** Document section **
    By signing the AUKUS deal, which he described as “an American sword to rattle at the neighborhood to impress upon it the US’s esteemed view of its untrammeled destiny,” Keating said that the Albanese government has “screwed into place the last shackle in the long chain the US has laid out to contain China.” 
    After the US announced in March this year that it would halve the number of submarines it would build next year, even many hardliners started questioning the wisdom of the AUKUS deal. Malcolm Turnbull, another former Australian prime minister who served from 2015 to 2018, told the media that Australia has been “mugged by reality over the AUKUS submarine deal.” 
    Pointing out that the US is struggling to ramp up production of its own submarines and maintain the submarines it already has, Turnbull, who declared in 2017 that Australia would “stand up” to China, warned that AUKUS could make the country completely dependent on the US for its future defense. 
    In a speech addressed to the Australia Defence College on March 15, Turnbull reiterated that he is “very concerned” that Australia’s acquisition of nuclear submarines could jeopardize the country’s sovereignty, as the country’s lack of expertise in the field means that Australia would not be able to operate the submarines without the cooperation of the US. 
    “The AUKUS submarine plan will see many billions of Australian dollars being invested in American and British submarines and submarine-related infrastructure,” Turnbull said. “It will be seen as making us even more dependent on the US and now the UK.” 
    Australian officials have long denied that the nuclear submarine deal is targeted at China. In March 2023, when asked by media whether Australia had given the US any commitment to help during a potential conflict over Taiwan, Australia’s Defense Minister Richard Marles said there was “absolutely not” a quid pro quo obligation on Australia for the deal. 

    But on April 3, US Deputy Secretary of State Kurt Campbell directly and publicly linked AUKUS with the Taiwan question, which made many Australians uneasy. Speaking with a Washingtonbased think tank, Campbell said the AUKUS deal’s submarine capabilities “have enormous implications in a variety of scenarios, including in crossstrait circumstances,” referring to the Taiwan Strait. Campbell’s comments cast further doubts on Australia’s autonomy over its future submarine deployments. 
    For many Australian politicians and experts, instead of aligning itself with the US over its containment policy against China, Australia should take a more constructive role in promoting peace and cooperation in the region. In January, 50 prominent Australian diplomats, academics, writers and activists, including Bob Carr, former foreign minister and former premier of New South Wales, and Gareth Avans, former foreign minister and honorary professor at The Australian National University, signed a public letter calling for Australia to adopt “an activist middle power diplomacy.” 
    Warning that the US-China confrontation could “lead to direct military conflict, which would risk dragging Australia into war,” the signatories said they support a balance of power in the Indo-Pacific region in which “the US and China respect and recognize each other as equals” with “neither side demanding absolute primacy.”  
“We call for Australia to support the goal of détente – a genuine balance of power between the US and China, designed to avert the horror of great power conflict and secure a lasting peace for our people, our region and the world,” reads the letter. 
    To a large extent, the letter converges with what China’s Foreign Affairs Minister Wang Yi proposed when he was in Australia. Stating that the two countries should continue the positive momentum of the bilateral relationship to “work together for the future,” Wang said that the two countries should jointly build “a more mature, stable and fruitful” relationship. 
    “Independence should also be an important principle of Australia’s foreign policy. The development of China-Australia relations does not target any third party, nor should it be influenced or disturbed by any third party,” Wang said.

** Check your understanding **
(1) Name every person in the AUKUS article who is identified by both a given name and a surname.
(2) According to the AUKUS article, how many people signed the public letter in January?
(3) For each statement, decide whether the AUKUS article supports it, and quote the words that settle the matter.
(a) Malcolm Turnbull served as prime minister from 2015 to 2018.
(b) Turnbull gave his speech to the Australia Defence College on April 3.
(c) The public letter called for Australia to adopt an activist middle power diplomacy.
The records that follow are not needed for any of these tasks.

** Information supplied **
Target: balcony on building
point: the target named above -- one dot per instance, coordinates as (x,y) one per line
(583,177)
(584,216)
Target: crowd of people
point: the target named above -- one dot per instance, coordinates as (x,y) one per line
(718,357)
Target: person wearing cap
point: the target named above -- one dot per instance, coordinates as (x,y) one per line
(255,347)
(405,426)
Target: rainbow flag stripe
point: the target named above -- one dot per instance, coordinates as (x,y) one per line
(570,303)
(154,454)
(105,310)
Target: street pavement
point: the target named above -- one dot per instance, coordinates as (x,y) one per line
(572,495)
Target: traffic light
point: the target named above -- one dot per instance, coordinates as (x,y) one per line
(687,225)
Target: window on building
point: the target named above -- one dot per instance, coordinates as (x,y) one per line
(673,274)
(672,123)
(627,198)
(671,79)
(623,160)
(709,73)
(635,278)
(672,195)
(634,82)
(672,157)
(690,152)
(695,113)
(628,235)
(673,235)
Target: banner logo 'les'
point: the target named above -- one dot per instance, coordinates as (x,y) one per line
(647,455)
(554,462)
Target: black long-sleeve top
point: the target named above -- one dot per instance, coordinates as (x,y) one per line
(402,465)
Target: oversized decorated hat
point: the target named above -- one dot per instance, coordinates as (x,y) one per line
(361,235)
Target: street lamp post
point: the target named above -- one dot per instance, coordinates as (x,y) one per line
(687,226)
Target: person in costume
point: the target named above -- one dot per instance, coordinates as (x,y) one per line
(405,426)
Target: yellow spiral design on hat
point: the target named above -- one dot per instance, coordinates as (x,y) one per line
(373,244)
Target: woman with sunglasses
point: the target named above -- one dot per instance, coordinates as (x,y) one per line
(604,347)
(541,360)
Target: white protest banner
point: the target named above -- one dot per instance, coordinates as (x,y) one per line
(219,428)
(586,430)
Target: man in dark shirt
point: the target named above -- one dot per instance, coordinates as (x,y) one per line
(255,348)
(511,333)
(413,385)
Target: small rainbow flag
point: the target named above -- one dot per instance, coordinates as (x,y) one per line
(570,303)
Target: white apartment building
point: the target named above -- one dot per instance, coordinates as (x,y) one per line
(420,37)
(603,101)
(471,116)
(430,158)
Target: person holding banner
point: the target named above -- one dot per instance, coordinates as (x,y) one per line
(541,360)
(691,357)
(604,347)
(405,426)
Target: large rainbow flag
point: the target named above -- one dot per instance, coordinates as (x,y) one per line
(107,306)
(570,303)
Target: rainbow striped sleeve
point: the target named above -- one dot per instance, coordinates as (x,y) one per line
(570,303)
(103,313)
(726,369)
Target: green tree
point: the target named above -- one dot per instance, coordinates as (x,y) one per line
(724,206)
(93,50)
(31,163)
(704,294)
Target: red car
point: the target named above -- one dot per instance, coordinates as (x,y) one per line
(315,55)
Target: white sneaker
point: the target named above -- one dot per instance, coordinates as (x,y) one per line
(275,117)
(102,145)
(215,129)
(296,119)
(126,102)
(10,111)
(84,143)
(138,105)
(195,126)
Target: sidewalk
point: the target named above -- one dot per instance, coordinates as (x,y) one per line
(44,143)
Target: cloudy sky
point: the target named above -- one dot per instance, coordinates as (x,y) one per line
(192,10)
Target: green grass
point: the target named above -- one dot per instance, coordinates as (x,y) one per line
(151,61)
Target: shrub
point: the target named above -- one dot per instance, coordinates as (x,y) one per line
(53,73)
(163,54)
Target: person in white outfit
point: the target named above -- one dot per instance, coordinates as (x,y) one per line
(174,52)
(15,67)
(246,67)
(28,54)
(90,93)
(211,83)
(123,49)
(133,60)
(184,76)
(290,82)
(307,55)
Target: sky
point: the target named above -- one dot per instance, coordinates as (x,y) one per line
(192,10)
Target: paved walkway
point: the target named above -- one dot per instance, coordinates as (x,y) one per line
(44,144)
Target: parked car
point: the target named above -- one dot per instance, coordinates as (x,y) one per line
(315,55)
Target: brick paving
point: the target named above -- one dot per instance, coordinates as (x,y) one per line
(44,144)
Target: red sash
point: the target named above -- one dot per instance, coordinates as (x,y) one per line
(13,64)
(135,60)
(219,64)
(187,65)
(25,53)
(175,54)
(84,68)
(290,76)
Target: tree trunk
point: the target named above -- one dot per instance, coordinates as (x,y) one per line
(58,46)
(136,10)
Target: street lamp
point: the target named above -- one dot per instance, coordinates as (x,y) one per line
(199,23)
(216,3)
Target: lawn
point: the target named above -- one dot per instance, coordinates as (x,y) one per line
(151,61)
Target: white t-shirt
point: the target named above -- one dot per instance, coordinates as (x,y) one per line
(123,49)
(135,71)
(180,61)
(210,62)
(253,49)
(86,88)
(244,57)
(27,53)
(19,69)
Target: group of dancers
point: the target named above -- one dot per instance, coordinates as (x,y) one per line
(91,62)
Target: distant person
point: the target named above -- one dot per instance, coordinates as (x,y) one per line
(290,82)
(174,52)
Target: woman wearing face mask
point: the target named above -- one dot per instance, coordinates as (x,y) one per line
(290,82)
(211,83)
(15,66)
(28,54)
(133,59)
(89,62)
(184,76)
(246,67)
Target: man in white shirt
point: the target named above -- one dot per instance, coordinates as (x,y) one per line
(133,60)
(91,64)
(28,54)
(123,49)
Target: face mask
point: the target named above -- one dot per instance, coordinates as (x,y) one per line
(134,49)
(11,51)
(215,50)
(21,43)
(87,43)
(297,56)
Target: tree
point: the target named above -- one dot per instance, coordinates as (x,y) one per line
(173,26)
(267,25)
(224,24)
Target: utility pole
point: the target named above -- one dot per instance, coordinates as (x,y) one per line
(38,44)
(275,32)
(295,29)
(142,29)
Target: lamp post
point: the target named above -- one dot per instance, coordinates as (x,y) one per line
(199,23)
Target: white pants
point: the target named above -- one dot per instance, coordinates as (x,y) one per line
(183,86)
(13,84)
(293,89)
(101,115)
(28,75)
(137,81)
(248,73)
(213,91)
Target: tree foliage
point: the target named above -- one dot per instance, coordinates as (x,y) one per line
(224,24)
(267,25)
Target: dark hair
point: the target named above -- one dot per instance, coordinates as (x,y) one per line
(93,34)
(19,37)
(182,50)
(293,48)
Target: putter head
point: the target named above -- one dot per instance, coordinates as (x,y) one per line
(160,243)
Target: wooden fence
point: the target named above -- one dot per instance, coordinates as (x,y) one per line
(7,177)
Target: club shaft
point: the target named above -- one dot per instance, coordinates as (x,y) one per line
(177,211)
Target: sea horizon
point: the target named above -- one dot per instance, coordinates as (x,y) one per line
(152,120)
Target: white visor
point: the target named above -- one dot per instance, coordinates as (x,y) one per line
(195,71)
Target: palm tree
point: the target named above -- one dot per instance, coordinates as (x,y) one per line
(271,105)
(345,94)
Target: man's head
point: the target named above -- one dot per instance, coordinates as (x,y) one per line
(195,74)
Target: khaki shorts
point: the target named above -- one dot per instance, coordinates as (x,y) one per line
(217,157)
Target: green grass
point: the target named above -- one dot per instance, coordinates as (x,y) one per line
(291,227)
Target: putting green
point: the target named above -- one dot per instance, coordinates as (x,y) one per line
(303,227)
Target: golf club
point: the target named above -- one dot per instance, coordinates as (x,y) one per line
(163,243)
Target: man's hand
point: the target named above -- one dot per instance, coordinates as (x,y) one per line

** Answer section **
(1) Malcolm Turnbull, Richard Marles, Kurt Campbell, Bob Carr, Gareth Avans, Wang Yi

(2) 50 prominent Australian diplomats, academics, writers and activists signed it.

(3)
(a) Yes: "another former Australian prime minister who served from 2015 to 2018"
(b) No: "In a speech addressed to the Australia Defence College on March 15"
(c) Yes: "signed a public letter calling for Australia to adopt “an activist middle power diplomacy.”"